◆ Text shown
^^^^^^^^

# my bargain cabinet



## mavrick1981 (Jun 27, 2011)

hi guys i picked this cabinet up on ebay for $5 the other day now all i have to do is convert it for my diamonds... there only hatchies so ive got a while to get it done.
ive seen some really good looking conversions on here and cant wait to get in to it myself. sorry about the terrible pic


----------



## Erebos (Jun 27, 2011)

Good luck with it mate looks like a good score.


----------



## woody101 (Jun 27, 2011)

WOW jealous ! whats the L x H x D


----------



## mavrick1981 (Jun 27, 2011)

1800 w x 1100 h x 400 d


----------



## medz84 (Jun 27, 2011)

are you going to make it deeper?


----------



## pythonmum (Jun 27, 2011)

Wow - lots of room to roam. It's a particularly good score because you have two glass doors already. That saves you an absolute fortune, not to mention the pain of getting them to hang straight! Have fun getting creative.


----------



## Just_Plain_Nuts (Jun 27, 2011)

they are normally deeper than that, did you measure right?


----------



## Khagan (Jun 27, 2011)

Just_Plain_Nuts said:


> they are normally deeper than that, did you measure right?



When i was searching most i found were only 400 deep, only a few were around 500 and none at 600.


----------



## mavrick1981 (Jun 27, 2011)

The only thing I didn't measure was the depth I was just rough guessing at 400. I'll check it out tomorrow tho


----------



## mad_at_arms (Jun 27, 2011)

Bargain!! Have fun


----------



## Just_Plain_Nuts (Jun 28, 2011)

Khagan said:


> When i was searching most i found were only 400 deep, only a few were around 500 and none at 600.



Most of the time they are between 450 and 550 but maybe we are just lucky..


----------



## mavrick1981 (Jun 28, 2011)

Yeah it's actually 450 deep.... My bad


----------



## Schnecke (Jul 8, 2011)

Agreeing on the converted cabinets! Nice choice  Beauty of that cabinet is you could make seperate enclosures if you needed to before allowing them to roam in the entire space, should you convert it into one single enclosure.

They make fantastic, sound, well made enclosures and fitting the electrics and cages into them make them a really functional reptile enclosure for a fraction of a newly built/bought one and I think they look really smart.

This is my newly converted crystal cabinet for my jungle, once he upgrades (can never be ready too early I think, he can always use it as a jungle gym in the meantime, even before he lives there permenantly.

^^^^^^^^

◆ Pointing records
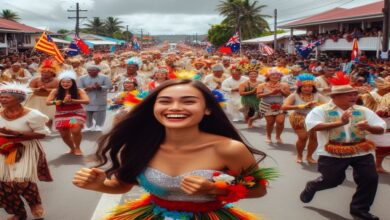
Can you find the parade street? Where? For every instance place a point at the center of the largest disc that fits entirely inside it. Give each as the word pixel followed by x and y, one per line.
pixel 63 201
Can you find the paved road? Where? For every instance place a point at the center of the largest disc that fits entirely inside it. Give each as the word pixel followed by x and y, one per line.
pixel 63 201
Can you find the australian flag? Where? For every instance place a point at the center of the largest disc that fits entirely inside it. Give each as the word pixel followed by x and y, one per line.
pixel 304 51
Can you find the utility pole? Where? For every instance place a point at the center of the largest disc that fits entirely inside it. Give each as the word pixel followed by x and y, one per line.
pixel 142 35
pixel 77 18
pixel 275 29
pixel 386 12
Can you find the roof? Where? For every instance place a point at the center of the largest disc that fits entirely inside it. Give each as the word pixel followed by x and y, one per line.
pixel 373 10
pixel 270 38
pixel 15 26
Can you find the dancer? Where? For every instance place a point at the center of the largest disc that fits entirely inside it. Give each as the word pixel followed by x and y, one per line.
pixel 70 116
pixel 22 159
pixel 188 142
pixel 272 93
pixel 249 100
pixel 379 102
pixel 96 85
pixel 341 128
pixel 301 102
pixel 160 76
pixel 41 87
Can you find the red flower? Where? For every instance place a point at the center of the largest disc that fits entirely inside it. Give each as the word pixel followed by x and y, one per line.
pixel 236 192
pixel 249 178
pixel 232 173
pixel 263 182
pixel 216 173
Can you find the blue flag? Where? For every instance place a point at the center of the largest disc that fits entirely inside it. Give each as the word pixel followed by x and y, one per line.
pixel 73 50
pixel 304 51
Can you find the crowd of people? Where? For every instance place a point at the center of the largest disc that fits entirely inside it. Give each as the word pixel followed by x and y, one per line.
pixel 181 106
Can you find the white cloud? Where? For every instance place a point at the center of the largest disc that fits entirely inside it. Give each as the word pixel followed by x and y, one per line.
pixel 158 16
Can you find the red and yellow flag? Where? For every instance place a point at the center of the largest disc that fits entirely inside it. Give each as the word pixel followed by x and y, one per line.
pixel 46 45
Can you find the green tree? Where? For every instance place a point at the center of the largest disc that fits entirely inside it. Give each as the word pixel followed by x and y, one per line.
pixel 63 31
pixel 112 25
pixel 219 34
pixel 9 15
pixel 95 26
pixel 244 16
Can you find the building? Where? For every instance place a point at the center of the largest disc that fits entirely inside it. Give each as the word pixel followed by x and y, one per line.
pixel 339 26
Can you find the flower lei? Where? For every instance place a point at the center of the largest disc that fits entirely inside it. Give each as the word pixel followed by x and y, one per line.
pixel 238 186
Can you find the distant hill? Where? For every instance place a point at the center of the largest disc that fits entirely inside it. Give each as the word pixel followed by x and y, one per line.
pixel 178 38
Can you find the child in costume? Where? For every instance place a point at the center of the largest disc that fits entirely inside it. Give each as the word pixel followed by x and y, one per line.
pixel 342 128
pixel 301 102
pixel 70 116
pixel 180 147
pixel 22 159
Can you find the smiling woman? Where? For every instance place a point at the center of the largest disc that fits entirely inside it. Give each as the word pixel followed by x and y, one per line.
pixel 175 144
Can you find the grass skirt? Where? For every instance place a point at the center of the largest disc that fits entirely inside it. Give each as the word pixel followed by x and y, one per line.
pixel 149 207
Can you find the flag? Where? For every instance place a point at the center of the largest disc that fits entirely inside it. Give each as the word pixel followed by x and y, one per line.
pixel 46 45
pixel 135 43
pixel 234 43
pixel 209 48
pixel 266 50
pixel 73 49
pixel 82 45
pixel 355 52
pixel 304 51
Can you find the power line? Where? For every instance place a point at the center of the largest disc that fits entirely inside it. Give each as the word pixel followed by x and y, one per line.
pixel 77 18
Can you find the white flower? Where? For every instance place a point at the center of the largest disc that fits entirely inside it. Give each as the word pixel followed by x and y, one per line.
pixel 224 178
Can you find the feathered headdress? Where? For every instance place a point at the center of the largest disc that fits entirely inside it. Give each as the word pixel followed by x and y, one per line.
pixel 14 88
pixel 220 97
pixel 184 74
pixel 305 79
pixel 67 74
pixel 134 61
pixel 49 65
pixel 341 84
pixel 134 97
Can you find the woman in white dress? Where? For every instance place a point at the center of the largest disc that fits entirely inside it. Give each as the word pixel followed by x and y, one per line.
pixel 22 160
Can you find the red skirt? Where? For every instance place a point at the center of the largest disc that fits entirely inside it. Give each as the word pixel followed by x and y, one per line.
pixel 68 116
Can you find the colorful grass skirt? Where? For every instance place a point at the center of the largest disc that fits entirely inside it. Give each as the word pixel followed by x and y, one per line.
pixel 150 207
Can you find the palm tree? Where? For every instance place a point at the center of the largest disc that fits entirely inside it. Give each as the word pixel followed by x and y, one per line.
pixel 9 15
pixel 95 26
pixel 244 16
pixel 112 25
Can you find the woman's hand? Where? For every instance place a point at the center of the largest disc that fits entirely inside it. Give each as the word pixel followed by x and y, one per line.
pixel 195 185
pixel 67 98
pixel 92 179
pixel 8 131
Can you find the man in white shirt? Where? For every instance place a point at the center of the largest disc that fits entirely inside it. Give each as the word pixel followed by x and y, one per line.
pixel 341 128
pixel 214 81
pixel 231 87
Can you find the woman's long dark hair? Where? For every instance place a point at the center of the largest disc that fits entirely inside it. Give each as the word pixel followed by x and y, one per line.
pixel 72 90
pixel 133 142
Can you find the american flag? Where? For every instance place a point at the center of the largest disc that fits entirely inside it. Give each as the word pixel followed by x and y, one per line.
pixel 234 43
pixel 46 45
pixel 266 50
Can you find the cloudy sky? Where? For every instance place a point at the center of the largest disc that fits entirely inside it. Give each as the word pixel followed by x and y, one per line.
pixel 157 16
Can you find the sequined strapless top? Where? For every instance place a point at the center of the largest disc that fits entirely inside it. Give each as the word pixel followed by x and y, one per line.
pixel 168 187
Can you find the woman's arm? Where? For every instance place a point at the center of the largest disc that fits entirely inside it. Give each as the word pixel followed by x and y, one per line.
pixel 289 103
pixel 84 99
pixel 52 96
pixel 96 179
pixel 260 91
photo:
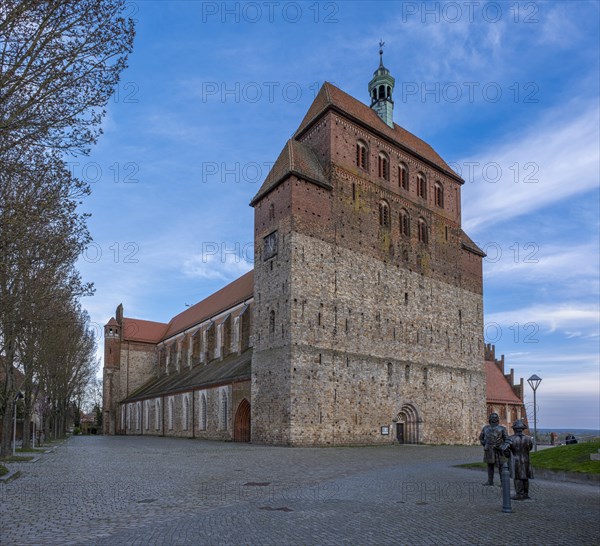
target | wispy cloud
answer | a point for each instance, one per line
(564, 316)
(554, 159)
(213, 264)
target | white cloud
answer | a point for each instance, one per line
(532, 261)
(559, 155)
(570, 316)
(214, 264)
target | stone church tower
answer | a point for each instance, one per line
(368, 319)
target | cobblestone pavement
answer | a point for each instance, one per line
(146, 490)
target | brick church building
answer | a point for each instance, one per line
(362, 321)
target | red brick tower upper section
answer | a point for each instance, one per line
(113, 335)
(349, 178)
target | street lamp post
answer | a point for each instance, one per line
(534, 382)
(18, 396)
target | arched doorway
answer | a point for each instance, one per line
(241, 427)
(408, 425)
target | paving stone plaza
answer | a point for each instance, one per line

^^^^^^^^

◆ Your tasks
**A.** In the forum thread about the bargain cabinet, what did the cabinet cost on eBay?
**B.** Retype the part of the forum thread about the bargain cabinet that opens with the words "ive seen some" and closes with "a good score.".
**C.** Continue the forum thread about the bargain cabinet from the point where it stops.

◆ Expected answers
**A.** $5

**B.**
ive seen some really good looking conversions on here and cant wait to get in to it myself. sorry about the terrible pic


----------



## Erebos (Jun 27, 2011)

Good luck with it mate looks like a good score.

**C.**
It measures (on the inside) 85cm long x 38cm deep x 125cm high (400 Litres internally) and has a 200w black ceramic heat lamp and compact uv fluro fitted (needed lighting as well and the uv can't hurt) and the white thermostat probe sits about 30cm below the heat lamp above the currently highest basking spot (higher branches will be screwed in as the need for more height is required, but my hatchy is only 6 months old as of yesterday so won't need the whole space for a while yet)

I have put artificial turf (that I got from work, highest and thickest quality we have) and there is a stem of fake plant there too. All I need to get is a hide and a water dish. The thermostat is a duel plug so it runs both the heat lamp and timer on off for the lighting too, so I just set and forget (with digi display that you can see there when the I was running a temp test)

Left door has internal lock and right door has external lock. All in all, I personally think I have done well for a new keeper and I think the pannelling will leave Moose feeling less exposed when he does eventually upgrade to this enclosure.

Here is it so far:


----------



## mavrick1981 (Jul 8, 2011)

That looks awesome schnecke plenty of room. I'm coming along with mine slowly... Got the lights in at the moment. Just trying to source some foam for the backgrounds before I go any further really. Going to need some inspiration for some background designs....


----------



## Schnecke (Jul 9, 2011)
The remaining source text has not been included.